:: Exercise aim ::
Resume the evaluation documentation text from the point where it stops, after the code snippet that calls run_benchmark_jobs, keeping the style of that text.

:: Excerpt provided ::
* * * * * * *

Evaluation¶

This project supports LightEval benchmarks with vLLM decoding and optional Slurm scheduling.

Benchmarks¶

Built‑in tasks are registered in core.evaluation.LIGHTEVAL_TASKS:

math_500, aime24, aime25, gpqa:diamond
LCB code generation variants (extended suite)

Launching Jobs¶

The helper core.evaluation.run_benchmark_jobs(training_args, model_args) resolves the requested benchmark names (or all) and submits jobs via Slurm using the vLLM OpenAI server.

Typical flow:

Train your model (or pick a Hub model id)
Ensure vLLM is available on your cluster image
From Python (or integrate in your pipeline), call:

from core.evaluation import run_benchmark_jobs

# training_args.hub_model_id / hub_model_revision drive evaluation targets
run_benchmark_jobs(training_args, model_args)

* * * * * * *

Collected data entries
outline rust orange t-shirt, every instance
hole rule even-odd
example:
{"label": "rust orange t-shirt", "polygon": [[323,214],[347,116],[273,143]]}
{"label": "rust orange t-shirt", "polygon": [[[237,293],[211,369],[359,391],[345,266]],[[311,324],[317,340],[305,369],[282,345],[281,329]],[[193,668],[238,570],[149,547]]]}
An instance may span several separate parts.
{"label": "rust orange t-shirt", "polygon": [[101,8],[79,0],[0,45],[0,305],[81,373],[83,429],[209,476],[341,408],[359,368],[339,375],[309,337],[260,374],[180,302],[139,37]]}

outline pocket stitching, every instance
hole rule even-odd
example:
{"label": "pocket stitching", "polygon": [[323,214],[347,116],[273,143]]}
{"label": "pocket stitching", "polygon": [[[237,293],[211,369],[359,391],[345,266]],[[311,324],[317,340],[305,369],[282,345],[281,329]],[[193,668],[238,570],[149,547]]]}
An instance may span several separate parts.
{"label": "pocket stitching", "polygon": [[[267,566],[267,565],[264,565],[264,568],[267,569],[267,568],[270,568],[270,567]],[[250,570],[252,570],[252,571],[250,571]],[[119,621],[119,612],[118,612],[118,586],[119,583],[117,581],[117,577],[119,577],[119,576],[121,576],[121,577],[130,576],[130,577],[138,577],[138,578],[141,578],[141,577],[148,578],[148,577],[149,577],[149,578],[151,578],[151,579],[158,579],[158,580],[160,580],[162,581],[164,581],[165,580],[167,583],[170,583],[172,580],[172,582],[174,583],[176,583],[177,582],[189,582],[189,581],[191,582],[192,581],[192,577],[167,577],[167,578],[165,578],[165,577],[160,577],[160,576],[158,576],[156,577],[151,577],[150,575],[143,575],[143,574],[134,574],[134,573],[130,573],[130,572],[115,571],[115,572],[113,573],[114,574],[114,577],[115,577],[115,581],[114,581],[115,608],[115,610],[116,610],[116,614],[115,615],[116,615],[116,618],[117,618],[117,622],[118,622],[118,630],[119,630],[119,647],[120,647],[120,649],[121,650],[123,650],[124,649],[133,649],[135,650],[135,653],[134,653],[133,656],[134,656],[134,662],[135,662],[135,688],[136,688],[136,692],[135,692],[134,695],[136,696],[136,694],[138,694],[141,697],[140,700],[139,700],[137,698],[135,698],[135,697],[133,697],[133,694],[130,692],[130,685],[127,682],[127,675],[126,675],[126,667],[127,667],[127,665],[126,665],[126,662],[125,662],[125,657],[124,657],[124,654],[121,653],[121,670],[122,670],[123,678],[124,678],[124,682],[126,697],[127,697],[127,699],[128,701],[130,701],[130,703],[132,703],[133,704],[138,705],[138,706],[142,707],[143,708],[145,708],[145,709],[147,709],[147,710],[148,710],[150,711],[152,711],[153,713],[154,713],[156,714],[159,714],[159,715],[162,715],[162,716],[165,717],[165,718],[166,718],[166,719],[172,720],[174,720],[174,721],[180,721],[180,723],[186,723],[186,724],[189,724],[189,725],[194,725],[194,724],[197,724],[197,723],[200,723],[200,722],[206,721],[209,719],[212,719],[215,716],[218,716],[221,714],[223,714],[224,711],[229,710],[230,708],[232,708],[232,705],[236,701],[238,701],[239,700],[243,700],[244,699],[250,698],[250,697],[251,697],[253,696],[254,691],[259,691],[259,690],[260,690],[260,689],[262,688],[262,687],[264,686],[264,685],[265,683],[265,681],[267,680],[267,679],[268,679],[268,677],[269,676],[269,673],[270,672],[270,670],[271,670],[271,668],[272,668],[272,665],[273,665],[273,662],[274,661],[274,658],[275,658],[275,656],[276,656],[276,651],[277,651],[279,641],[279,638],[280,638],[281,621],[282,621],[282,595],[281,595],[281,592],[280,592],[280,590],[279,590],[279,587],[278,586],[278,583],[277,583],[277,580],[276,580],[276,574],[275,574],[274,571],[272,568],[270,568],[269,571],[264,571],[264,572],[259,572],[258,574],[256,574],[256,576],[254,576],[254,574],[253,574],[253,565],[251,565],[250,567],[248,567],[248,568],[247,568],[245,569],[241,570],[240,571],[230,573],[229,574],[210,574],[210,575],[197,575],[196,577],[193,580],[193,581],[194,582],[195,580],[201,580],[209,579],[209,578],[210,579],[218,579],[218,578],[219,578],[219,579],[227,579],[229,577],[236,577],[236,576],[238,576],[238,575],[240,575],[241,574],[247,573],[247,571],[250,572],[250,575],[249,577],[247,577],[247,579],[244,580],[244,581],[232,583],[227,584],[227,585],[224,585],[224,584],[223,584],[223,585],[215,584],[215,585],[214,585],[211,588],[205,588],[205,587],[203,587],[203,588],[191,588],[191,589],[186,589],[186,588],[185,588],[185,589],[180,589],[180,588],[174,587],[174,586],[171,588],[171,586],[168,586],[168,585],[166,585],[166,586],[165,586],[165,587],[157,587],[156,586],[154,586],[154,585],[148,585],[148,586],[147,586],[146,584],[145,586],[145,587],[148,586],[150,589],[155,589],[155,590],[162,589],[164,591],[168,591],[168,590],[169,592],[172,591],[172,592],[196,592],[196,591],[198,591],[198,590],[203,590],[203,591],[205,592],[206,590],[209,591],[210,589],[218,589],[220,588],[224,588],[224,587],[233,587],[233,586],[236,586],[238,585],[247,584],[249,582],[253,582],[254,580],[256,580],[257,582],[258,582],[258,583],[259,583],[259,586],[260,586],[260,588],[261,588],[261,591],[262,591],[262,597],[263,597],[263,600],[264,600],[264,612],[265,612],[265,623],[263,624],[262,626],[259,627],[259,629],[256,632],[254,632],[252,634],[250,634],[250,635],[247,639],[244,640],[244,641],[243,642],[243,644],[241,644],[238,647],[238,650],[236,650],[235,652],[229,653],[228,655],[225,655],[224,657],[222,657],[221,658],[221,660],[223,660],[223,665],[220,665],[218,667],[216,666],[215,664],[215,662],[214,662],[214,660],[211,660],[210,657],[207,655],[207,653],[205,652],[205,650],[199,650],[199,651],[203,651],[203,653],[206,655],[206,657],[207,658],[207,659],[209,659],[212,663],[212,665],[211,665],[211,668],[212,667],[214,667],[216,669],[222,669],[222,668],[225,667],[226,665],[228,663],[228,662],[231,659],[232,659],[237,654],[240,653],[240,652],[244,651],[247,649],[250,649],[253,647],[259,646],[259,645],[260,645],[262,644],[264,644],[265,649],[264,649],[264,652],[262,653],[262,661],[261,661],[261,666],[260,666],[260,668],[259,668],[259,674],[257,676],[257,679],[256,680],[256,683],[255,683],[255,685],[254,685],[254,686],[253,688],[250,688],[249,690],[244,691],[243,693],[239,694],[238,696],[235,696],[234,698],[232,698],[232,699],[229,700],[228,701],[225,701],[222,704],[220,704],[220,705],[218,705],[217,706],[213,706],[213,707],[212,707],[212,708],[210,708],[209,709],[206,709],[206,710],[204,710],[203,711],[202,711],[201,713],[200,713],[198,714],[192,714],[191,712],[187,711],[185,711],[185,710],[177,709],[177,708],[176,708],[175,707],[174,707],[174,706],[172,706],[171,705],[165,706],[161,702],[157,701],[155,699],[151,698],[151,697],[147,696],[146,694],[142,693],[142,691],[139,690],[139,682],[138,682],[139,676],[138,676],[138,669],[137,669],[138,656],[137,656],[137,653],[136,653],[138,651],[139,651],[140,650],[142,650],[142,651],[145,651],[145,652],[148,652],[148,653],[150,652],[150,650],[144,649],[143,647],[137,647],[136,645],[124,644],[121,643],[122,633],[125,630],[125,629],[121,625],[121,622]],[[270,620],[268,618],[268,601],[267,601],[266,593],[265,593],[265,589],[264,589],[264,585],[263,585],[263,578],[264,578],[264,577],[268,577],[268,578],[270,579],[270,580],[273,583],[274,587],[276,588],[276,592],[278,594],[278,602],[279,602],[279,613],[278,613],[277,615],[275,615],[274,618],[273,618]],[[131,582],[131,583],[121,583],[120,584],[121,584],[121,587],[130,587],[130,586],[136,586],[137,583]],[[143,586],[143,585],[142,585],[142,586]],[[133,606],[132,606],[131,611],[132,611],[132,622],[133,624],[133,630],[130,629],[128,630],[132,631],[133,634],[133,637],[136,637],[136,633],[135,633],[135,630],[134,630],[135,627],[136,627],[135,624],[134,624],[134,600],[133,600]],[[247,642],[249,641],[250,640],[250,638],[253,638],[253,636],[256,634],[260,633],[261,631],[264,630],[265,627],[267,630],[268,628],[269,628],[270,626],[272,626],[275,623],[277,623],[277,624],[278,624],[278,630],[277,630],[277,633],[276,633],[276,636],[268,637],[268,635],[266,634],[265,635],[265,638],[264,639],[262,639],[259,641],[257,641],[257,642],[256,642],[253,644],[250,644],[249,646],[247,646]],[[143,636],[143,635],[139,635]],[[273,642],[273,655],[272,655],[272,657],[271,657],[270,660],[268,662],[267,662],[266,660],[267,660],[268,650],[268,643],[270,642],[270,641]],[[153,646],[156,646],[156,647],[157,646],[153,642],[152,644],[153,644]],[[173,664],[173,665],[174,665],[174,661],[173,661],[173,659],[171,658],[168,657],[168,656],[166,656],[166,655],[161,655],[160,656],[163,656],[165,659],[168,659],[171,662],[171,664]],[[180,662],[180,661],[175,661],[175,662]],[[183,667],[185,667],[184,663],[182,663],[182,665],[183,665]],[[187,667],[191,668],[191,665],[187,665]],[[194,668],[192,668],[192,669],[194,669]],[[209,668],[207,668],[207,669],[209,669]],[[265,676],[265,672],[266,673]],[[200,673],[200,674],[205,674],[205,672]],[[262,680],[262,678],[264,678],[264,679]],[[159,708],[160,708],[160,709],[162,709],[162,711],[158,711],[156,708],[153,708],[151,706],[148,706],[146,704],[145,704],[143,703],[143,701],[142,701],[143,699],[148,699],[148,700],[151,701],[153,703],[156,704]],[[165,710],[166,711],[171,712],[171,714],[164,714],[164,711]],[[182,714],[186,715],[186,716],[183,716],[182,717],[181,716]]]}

* * * * * * *

:: Written answer ::
Notes¶

For large models (≥ 30B) or MATH‑heavy runs, the job script increases GPU count and uses tensor parallelism.
Set MAXENT_EVAL_SLURM_SCRIPT to your site-specific evaluation launcher (default path is ops/slurm/evaluate.slurm) if you want to customize cluster resources.
To evaluate a single suite locally without Slurm, adapt run_lighteval_job to spawn vllm and lighteval processes on your workstation.